Keep the pictures out. Copy every line of the listing exactly.
....................
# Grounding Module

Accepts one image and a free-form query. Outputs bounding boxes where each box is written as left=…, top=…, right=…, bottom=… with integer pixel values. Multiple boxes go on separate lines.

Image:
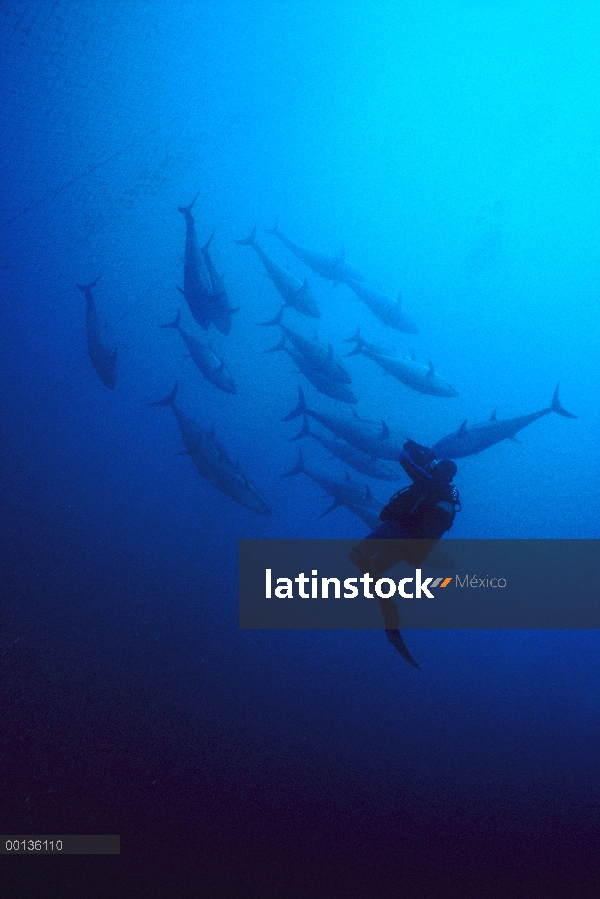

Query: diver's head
left=431, top=459, right=457, bottom=483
....................
§ **Expected answer**
# Grounding Module

Accepts one image and a free-form query. Outputs bounding boxes where each box is written as left=…, top=…, right=…, bottom=… with integer pixel values. Multiple boxes go on separate lines.

Image:

Query: diver's head
left=431, top=459, right=457, bottom=483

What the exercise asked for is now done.